- _Übungstext_:
Die Umsetzung des ÖLG erfordert eine Soll-Ist-Analyse, in der der notwendige Maßnahmenbedarf (Soll) den aktuell umgesetzten
Maßnahmen und deren Flächenumfang (Ist) gegenübergestellt werden. Für die Maßnahmen werden auf Basis der Kosten für die Umsetzung und der Einkommensverluste/Opportunitätskosten zuzüglich Transaktionskosten regionalisierte Fördersätze berechnet. Auf dieser Basis kann der zusätzliche Finanzbedarf ermittelt werden. Für zwei Modellregionen (Ackerland in Niedersachsen und Grünland im Allgäu) wurde der Flächenund Finanzierungsbedarf errechnet und in einer vereinfachten Hochrechnung auf ganz Deutschland projiziert. So beträgt der zusätzliche Bedarf etwa 3,8 Mio. Hektar, um die Zielgrößen von mind. 20 % Biodiversitätsfläche bzw. 40 % in den Hot-Spot-Gebieten zu erreichen. Dafür bedarf es eines Maßnahmenbudgets von rund 4 Mrd. € (inklusive Verwaltungskosten) pro Jahr. Heruntergebrochen auf die hierzulande pro Jahr erfassten 900 Mio. Getreideeinheiten (GE) würde dies einen Aufschlag von 4,4 Ct./GE bedeuten. Wird der Aufschlag unverändert durchgereicht, ergibt sich für den Endverbraucher am Beispiel 1 kg Mischbrot (0,0095 GE) ein Aufschlag von 4,2 Ct. – weniger als die aktuelle Inflationsrate.

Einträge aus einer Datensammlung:
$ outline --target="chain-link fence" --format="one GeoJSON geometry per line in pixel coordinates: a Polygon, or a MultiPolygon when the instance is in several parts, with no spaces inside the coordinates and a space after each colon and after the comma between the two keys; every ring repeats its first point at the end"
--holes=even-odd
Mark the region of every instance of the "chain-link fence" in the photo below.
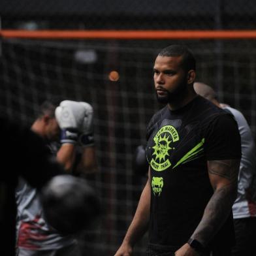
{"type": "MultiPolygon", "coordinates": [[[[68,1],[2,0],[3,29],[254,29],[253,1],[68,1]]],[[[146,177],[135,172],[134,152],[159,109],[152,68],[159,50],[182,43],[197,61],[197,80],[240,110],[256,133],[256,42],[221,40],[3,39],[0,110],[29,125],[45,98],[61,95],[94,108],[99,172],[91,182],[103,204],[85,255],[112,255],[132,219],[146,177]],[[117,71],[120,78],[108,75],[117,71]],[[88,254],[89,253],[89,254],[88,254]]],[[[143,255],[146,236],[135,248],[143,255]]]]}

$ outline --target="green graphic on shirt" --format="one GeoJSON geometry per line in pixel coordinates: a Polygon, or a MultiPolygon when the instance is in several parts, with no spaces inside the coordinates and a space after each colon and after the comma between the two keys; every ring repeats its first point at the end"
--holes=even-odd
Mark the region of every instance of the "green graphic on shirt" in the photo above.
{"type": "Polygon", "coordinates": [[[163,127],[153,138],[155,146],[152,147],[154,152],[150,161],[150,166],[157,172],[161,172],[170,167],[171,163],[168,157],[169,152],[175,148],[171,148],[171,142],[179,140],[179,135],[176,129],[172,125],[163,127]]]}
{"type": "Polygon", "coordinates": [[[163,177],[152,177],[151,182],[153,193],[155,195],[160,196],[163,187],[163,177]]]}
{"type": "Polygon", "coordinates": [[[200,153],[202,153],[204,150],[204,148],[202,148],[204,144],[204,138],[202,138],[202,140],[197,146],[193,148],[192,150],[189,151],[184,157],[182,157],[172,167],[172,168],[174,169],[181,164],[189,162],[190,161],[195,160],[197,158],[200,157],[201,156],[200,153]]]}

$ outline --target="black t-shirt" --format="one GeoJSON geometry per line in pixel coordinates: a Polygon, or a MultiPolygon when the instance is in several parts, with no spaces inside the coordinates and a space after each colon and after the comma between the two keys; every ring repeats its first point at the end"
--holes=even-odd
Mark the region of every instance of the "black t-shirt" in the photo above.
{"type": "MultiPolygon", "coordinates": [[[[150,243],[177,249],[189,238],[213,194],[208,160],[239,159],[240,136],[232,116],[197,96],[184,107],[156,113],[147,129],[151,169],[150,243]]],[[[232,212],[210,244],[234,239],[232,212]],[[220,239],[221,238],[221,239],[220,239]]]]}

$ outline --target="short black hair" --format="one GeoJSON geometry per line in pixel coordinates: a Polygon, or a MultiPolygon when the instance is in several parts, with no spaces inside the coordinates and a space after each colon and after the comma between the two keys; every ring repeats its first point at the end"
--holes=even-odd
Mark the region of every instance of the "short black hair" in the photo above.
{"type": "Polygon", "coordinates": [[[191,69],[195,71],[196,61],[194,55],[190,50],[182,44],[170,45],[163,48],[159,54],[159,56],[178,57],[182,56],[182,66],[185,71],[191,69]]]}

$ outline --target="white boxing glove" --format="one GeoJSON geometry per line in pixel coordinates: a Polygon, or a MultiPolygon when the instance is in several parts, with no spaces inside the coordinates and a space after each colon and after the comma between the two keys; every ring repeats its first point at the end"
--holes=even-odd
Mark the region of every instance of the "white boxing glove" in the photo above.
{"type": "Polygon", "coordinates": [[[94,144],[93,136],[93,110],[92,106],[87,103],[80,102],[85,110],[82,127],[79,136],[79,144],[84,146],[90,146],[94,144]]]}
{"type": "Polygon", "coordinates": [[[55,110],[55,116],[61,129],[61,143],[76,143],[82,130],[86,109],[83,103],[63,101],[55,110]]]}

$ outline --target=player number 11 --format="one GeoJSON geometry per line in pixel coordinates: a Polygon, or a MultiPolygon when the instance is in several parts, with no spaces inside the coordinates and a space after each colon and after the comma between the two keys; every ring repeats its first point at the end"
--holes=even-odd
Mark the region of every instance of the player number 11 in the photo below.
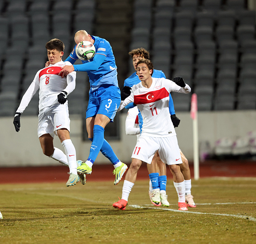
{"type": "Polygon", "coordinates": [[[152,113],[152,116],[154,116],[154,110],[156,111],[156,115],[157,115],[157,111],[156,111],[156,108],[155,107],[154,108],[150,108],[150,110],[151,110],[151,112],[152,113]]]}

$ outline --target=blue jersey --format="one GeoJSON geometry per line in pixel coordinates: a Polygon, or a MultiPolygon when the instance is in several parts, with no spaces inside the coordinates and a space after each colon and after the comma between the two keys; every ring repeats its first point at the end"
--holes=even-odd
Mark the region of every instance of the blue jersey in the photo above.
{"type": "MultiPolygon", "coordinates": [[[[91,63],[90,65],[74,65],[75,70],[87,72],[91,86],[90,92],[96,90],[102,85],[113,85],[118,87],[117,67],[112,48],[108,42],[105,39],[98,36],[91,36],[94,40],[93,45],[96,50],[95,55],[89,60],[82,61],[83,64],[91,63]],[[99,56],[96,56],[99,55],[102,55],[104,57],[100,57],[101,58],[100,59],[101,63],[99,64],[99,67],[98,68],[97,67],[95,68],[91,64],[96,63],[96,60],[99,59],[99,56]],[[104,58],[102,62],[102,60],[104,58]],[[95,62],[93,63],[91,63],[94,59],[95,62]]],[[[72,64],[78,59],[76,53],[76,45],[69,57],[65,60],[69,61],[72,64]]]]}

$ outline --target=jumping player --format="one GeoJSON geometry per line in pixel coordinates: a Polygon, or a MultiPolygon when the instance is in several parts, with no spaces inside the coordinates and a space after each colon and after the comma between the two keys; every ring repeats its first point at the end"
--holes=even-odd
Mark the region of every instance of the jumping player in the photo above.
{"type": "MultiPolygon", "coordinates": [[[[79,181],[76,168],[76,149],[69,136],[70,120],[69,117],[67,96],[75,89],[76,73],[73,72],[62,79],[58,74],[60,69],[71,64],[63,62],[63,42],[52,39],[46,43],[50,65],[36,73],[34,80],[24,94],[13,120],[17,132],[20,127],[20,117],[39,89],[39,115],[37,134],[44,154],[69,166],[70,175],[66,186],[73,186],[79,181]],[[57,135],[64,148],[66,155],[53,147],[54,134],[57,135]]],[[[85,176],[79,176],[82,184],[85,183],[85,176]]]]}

- _Aufgaben_:
• a. Beantworte anhand des Textes zur Umsetzung des ÖLG diese Fragen:
(i) Für welche zwei Modellregionen wurde der Flächen- und Finanzierungsbedarf errechnet?
(ii) Wie hoch ist das jährlich benötigte Maßnahmenbudget?
(iii) Welcher Aufschlag ergibt sich für den Endverbraucher bei 1 kg Mischbrot?
• b. Führe den Text zur Umsetzung des ÖLG nach seinem letzten Satz weiter.

- _Lösungen_:
• a.
(i) Für Ackerland in Niedersachsen und Grünland im Allgäu.
(ii) Rund 4 Mrd. € pro Jahr, inklusive Verwaltungskosten.
(iii) 4,2 Ct.

• b.
Fonds für die Finanzierung. Die für die Förderung von Biodiversitätsmaßnahmen notwendigen Einnahmen werden in der Wertschöpfungskette durch einen Aufschlag bei der Weitergabe der landwirtschaftlichen Rohware bei der »Aufnehmenden Hand (Landhandel, Mühlen, Molkereien, Schlachtereien)« generiert. Die Mittel fließen in einen Fonds, aus dem sie eine Verwaltungsorganisation an Zusammenschlüsse von Landwirten (kooperativer Ansatz, ähnlich dem sog. »Niederländischen Modell«) ausschüttet, die damit ihre Kosten zur Umsetzung der regionalisierten Biodiversitätsmaßnahmen decken. Die Kooperationen haben die Aufgabe, die nationalen Biodiversitätsziele auf regionaler Ebene herunterzubrechen und die Landwirte zu beraten – eine wesentliche Voraussetzung für sinnvolle Agrarumweltmaßnahmen. Andererseits stellt jede Kooperative nur einen Antrag an den Fonds, was den bürokratischen Aufwand und die Verwaltungskosten deutlich reduziert.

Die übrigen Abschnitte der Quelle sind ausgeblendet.